*Task to carry out:* Copy every line of the data below word for word, leaving out the pictures.

[Source data]

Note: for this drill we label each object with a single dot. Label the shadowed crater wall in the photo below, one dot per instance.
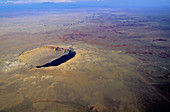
(47, 56)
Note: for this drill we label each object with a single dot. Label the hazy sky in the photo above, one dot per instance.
(119, 2)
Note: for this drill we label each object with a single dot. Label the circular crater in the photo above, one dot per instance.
(47, 56)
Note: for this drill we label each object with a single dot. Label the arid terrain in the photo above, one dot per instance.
(121, 63)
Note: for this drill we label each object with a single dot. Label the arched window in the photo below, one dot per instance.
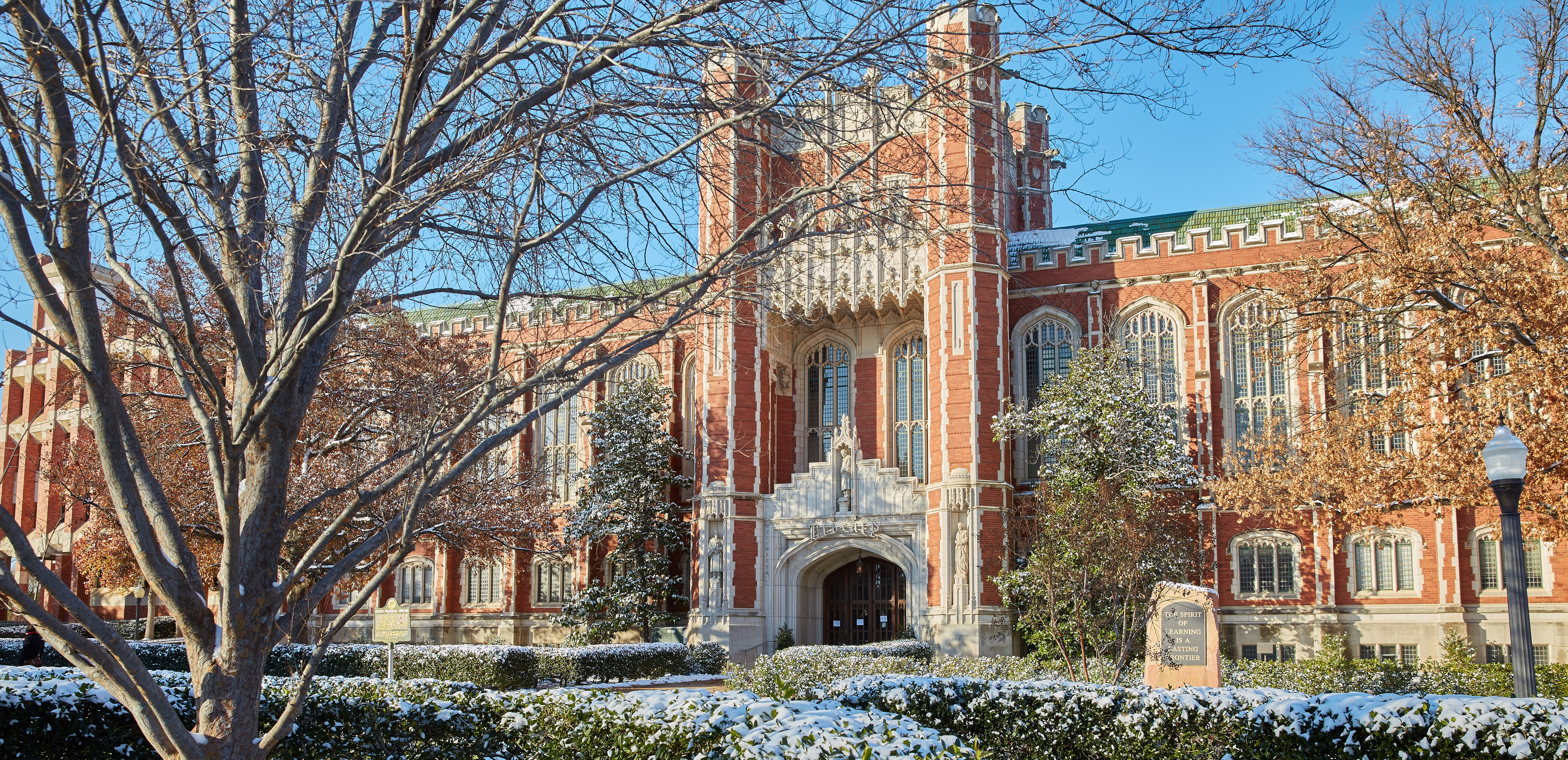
(691, 424)
(559, 447)
(1048, 352)
(631, 372)
(827, 397)
(481, 582)
(1260, 394)
(1150, 341)
(415, 584)
(908, 391)
(1266, 563)
(553, 582)
(1384, 562)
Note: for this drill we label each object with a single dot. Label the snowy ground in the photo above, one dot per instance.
(667, 681)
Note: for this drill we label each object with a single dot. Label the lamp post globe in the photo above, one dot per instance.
(1506, 466)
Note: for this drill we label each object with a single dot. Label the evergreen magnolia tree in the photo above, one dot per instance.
(1105, 524)
(626, 497)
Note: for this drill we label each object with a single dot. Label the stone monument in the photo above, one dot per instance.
(1185, 639)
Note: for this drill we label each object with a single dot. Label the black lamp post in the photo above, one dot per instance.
(1504, 457)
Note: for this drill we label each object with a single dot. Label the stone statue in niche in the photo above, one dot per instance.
(844, 464)
(716, 573)
(962, 566)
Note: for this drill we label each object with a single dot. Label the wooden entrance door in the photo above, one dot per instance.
(865, 602)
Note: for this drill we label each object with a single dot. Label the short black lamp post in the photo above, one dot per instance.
(1504, 457)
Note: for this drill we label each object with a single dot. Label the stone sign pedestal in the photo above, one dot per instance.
(1185, 639)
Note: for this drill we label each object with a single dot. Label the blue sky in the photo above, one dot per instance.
(1183, 164)
(1177, 164)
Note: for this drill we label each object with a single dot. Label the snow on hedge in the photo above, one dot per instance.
(60, 714)
(1065, 720)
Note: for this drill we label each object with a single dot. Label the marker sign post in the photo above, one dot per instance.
(391, 626)
(1185, 639)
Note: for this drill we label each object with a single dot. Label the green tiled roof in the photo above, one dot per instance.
(1185, 222)
(488, 308)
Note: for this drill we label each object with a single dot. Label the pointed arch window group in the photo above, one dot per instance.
(827, 397)
(1260, 388)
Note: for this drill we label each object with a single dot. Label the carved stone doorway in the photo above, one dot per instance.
(863, 602)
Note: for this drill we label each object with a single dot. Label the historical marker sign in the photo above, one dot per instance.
(1185, 634)
(391, 624)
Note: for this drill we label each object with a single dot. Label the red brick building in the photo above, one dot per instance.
(849, 485)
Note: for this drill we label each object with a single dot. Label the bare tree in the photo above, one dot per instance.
(1432, 295)
(297, 165)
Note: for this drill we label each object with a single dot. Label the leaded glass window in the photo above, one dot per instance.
(413, 584)
(827, 397)
(1258, 374)
(1385, 563)
(1048, 352)
(559, 449)
(553, 584)
(1150, 341)
(908, 391)
(1266, 566)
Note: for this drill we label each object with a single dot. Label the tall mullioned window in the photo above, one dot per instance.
(1048, 352)
(559, 449)
(908, 400)
(553, 582)
(1258, 374)
(1150, 341)
(413, 584)
(1492, 565)
(1368, 372)
(1385, 563)
(827, 397)
(481, 584)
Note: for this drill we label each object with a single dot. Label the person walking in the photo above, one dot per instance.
(32, 648)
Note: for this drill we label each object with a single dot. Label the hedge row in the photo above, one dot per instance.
(796, 671)
(62, 717)
(488, 667)
(1086, 722)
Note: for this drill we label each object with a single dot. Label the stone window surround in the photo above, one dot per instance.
(1418, 546)
(1236, 562)
(1500, 595)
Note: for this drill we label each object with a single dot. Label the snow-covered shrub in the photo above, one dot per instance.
(157, 656)
(706, 657)
(1072, 722)
(59, 714)
(603, 663)
(132, 629)
(491, 667)
(574, 725)
(792, 673)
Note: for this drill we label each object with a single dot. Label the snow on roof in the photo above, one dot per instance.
(1045, 239)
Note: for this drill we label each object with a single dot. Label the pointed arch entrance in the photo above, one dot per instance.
(865, 601)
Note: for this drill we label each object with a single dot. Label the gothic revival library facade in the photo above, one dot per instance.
(849, 485)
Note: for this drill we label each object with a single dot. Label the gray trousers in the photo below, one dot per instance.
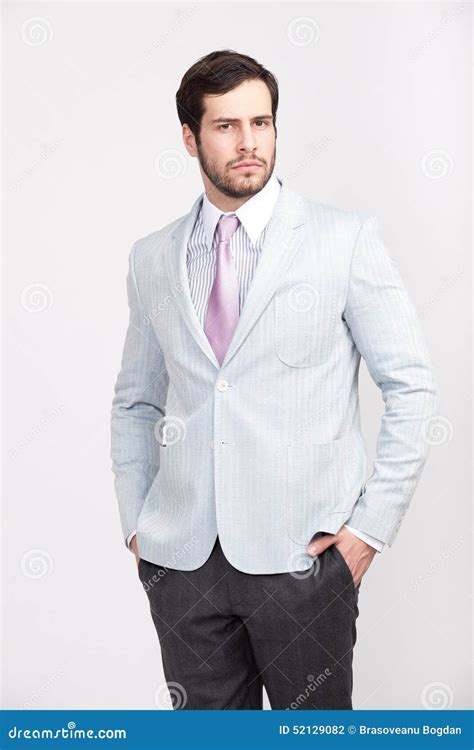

*Exercise output:*
Note: for this drill we label each object with a single dot. Label the shadowed crater wall in the photo below, one dot per instance.
(47, 56)
Note: for this drill we label each object with a single dot. Label the hazy sky in the photo above, one dot per instance.
(119, 2)
Note: for this drill we label each object with a single dot. Label the circular crater in the photo above, one dot per instance.
(47, 56)
Note: for this drill we label each object with a single dot. Label the arid terrain in the photo above, one dot per instance.
(121, 63)
Note: for this drill we label each object with a single dot. Label the arched window in the photo below, one dot per instance.
(691, 424)
(559, 447)
(1048, 352)
(631, 372)
(827, 397)
(481, 582)
(1260, 394)
(1150, 341)
(415, 584)
(908, 391)
(1266, 563)
(553, 582)
(1384, 562)
Note: for this drill we label each object with a single dot. Label the snowy ground in the photo above, one dot per instance.
(667, 681)
Note: for this drill we label each object with a single dot. Label the lamp post globe in the photo above, one dot per instance.
(1506, 466)
Note: for this drill we label each object with a single dot. Label the evergreen magnolia tree in the photo above, one dot per instance.
(1105, 524)
(626, 497)
Note: for this drill we label each object with a single dot. Label the stone monument in the photo above, one dot per instance.
(1185, 639)
Note: for this drill we label each object with a single dot. Label the black lamp post in the photo above, one dot per instance.
(1504, 457)
Note: for this drill we label each object with a single dot. Label the stone statue in niche in the photo above, one dot per instance.
(844, 464)
(716, 573)
(962, 566)
Note: for this drill we label each object with a single dot. Label the wooden entrance door in the photo above, one dot per instance.
(865, 602)
Note: for this drill we label each object with a single dot. Label the short black lamp post in the photo above, one dot per instance.
(1504, 457)
Note: for this drill we label each object with a single dot. Label the stone sign pedestal in the photo above, one dot per instance.
(1185, 639)
Note: for this drill we label each object with a single dot. Label the blue sky in the photo above, one dot per instance.
(1183, 164)
(1177, 164)
Note: for this drill we label each object with a single dot. Label the snow on hedge in the photo above, one dot per instance.
(60, 714)
(1065, 720)
Note: for this drill we label each object with a single dot. Label the marker sign post in the photo above, one dot per instance.
(391, 626)
(1185, 639)
Note: for this drill we label each object with a single dot. Label the green tiled roof in the photo above, one dot per instance.
(1185, 222)
(488, 308)
Note: for this drill we label each object with a single dot. Label the pointed arch window group in the photo above, one dot per instance.
(827, 397)
(1260, 388)
Note: for this drill we label each object with a single dot. Label the carved stone doorway in the photo above, one dot per instance.
(863, 602)
Note: for this drill we label each object with a single dot. Label the historical marker sign in the photo above, one dot per instance.
(1185, 634)
(391, 624)
Note: for this drill we label each object with a single dot. Label the red brick building in the photo above, one dot per instance.
(849, 485)
Note: for this drill we label each object with a single dot. Label the bare tree in the photo above, one dot per instance.
(1432, 295)
(297, 165)
Note: for this drill we label each object with a single dot. Label the leaded glass window in the photo above, one dot per instance.
(413, 584)
(827, 397)
(1258, 374)
(1385, 563)
(1048, 352)
(559, 449)
(553, 584)
(1150, 341)
(908, 391)
(1266, 566)
Note: for this drill we label each object with a single dot. Label the tall mullioned window in the photo above, one dot per instance.
(1048, 352)
(559, 449)
(908, 400)
(553, 582)
(1258, 374)
(1150, 341)
(413, 584)
(1492, 565)
(1368, 372)
(1385, 563)
(827, 397)
(481, 584)
Note: for this drill we label each object with a single dot. Label the person walking in the photo above, one dot per instance.
(32, 648)
Note: for this drill we label each object with a single dot. Label the hedge row in the photo above, one dot per instance.
(796, 671)
(62, 717)
(488, 667)
(1086, 722)
Note: for this drill we label each object with a single dot. Label the stone window surround in the photo above, one dot per instance.
(1418, 546)
(1236, 562)
(1500, 595)
Note: for this drill we label each object with a single dot. Label the snow-covered shrub in the photo above, one dot per instance.
(157, 656)
(706, 657)
(1072, 722)
(59, 714)
(603, 663)
(132, 629)
(491, 667)
(574, 725)
(792, 673)
Note: for this drill we label each object with a single dot. Label the snow on roof in the photo above, one dot per instance.
(1045, 239)
Note: for this drill we label each object with a single dot. Label the pointed arch entrance in the photo above, one dot per instance.
(865, 601)
Note: for this drill we label each object with a single dot. Label the gothic revival library facade in the photo above, one dot per instance.
(849, 485)
Note: for this drill we label each object with a single dot. Label the gray trousers in the photo below, one dot per instance.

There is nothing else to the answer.